**GESTELDE OPGAVE 1:** Voor hoeveel dagen kondigde de regering volgens het fragment over de stakingen in Peru de noodtoestand af?

**AANGELEVERD FRAGMENT:**
* * * * *

Een week geleden kondigde de Peruaanse president Toledo de noodtoestand af om het hoofd te bieden aan een oplopende golf van stakingen over heel het land. In de voorhoede van deze stakersbeweging zit de 280.000-koppige onderwijzersvakbond, de SUTEP. De leerkrachten hadden al twee weken het werk neergelegd mét overweldigende steun onder de bevolking en de ouders van de leerlingen.
De onderwijsstaking werd een focuspunt voor arbeiders, boeren en andere onderdrukte lagen om hun ontevredenheid over het beleid van Toledo uit te drukken. Arme boeren wierpen wegblokkades op om de Pan-Amerikaanse autosnelweg vast te zetten en de doorgang naar de steden te versperren. Het personeel van justitie en 35.000 verpleegkundigen en dokters weigerden eveneens naar hun werk te gaan.
De regering antwoordde daarop met de afkondiging van de noodtoestand voor dertig dagen. Daardoor krijgt de president extra machten en verandert het land in een tijdelijke dictatuur. Alle burgerrechten worden opgeheven, er heerst een samenscholingsverbod en de autoriteiten mogen zonder huiszoekingsbevel woningen binnenvallen. De overheid dreigde met ontslag voor alle leerkrachten die de staking voortzetten. Politie en leger ontbonden met geweld de wegblokkades en arresteerden stakers. Als reactie tegen de repressie werden grote betogingen georganiseerd. In plaats van de orde en stabiliteit te herstellen, leidde de noodtoestand tot nog meer onrust. Op verschillende plaatsen botsten de betogers met de ordetroepen, wat ontaardde in straatgevechten, met minstens één dode student in Puno als gevolg. Nilver Lopez, de leider van de SUTEP, zei dat de regering de oorlog verklaart aan de stakers, wat zelfs in letterlijke zin waar is: het leger stationeerde een detachement soldaten voor de deur van het hoofdkwartier van de CGTP, de belangrijkste vakbondsfederatie.

* * * * *

**GEGEVENSVERZAMELING:**
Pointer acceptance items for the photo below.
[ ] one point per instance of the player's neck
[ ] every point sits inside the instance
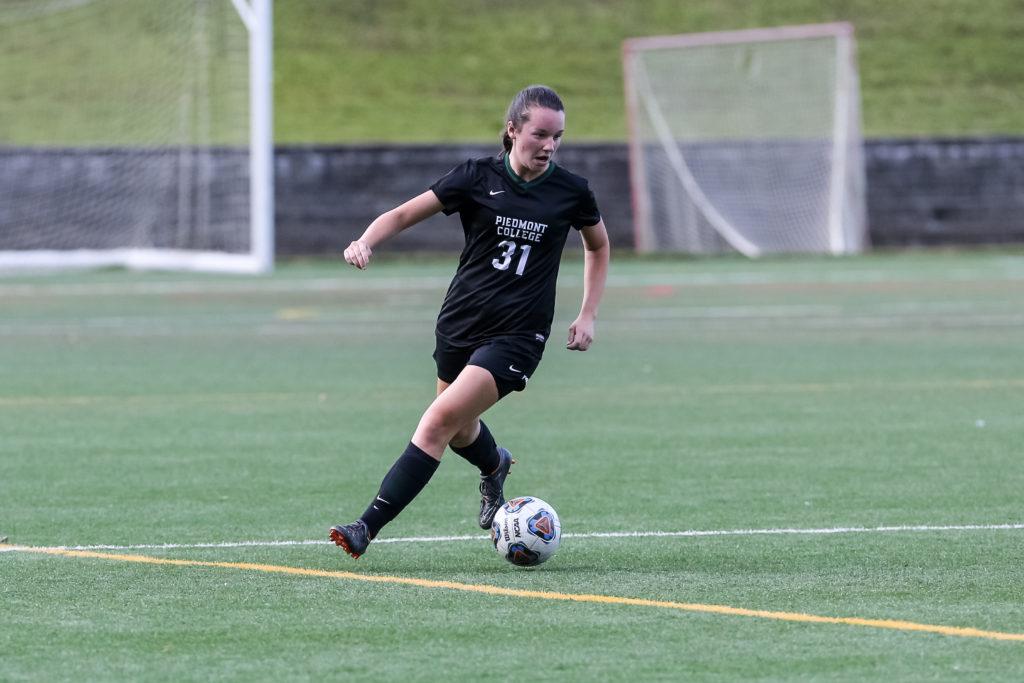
(522, 171)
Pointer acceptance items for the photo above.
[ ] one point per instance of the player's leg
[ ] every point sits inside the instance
(471, 393)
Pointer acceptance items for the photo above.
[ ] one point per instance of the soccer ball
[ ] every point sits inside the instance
(526, 531)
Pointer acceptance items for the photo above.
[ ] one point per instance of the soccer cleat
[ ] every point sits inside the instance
(492, 488)
(353, 538)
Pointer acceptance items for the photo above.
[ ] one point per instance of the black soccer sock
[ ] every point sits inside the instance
(402, 482)
(482, 452)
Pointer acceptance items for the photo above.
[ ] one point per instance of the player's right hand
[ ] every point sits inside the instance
(358, 254)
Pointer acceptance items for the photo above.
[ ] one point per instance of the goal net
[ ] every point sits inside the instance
(136, 134)
(747, 140)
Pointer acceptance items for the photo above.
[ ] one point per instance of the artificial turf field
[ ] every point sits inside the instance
(832, 438)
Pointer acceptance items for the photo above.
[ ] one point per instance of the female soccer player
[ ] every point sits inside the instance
(516, 211)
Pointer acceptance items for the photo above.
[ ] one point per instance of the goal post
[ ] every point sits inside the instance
(136, 134)
(747, 141)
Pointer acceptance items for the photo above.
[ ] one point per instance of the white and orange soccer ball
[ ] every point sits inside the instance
(526, 531)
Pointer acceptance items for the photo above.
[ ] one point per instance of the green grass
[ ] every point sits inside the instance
(721, 394)
(411, 71)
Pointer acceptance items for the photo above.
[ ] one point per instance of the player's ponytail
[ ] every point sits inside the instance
(518, 112)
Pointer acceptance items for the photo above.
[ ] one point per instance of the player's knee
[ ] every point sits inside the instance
(438, 425)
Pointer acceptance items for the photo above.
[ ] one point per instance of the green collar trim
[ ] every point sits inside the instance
(526, 184)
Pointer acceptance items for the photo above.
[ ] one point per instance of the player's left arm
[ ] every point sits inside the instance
(595, 272)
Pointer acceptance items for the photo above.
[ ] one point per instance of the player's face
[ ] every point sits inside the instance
(536, 142)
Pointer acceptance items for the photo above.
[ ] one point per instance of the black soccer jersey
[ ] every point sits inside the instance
(515, 231)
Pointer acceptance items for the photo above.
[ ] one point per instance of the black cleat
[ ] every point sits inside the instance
(492, 488)
(352, 538)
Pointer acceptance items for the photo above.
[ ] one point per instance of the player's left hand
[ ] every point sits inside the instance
(581, 334)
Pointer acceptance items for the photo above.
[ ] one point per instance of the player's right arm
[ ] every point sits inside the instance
(389, 224)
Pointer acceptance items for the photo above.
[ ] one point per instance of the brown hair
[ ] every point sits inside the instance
(518, 112)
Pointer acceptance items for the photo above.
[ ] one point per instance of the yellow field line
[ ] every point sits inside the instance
(541, 595)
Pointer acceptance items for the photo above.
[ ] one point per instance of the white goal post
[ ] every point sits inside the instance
(747, 140)
(136, 134)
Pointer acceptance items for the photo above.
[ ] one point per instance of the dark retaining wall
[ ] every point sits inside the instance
(920, 191)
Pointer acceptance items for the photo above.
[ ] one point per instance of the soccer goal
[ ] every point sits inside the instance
(136, 134)
(747, 140)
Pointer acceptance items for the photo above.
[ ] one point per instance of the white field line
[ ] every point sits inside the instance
(1012, 269)
(903, 528)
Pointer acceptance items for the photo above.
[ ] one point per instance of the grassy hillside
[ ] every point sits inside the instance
(410, 70)
(443, 70)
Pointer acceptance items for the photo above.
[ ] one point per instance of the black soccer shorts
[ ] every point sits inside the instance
(511, 360)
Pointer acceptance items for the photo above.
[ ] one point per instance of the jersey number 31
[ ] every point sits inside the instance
(503, 261)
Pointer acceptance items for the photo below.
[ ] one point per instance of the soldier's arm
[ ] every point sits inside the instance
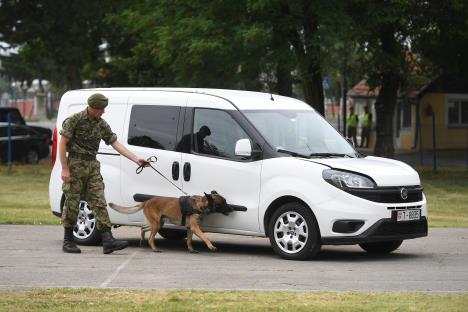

* * * * *

**GESTELDE OPGAVE 2:** Tel alstublieft hoeveel regels van de lijst het woord "jersey" bevatten. Geef alleen dat aantal.

**EINDRESULTAAT 1:** Voor dertig dagen.

**EINDRESULTAAT 2:** 2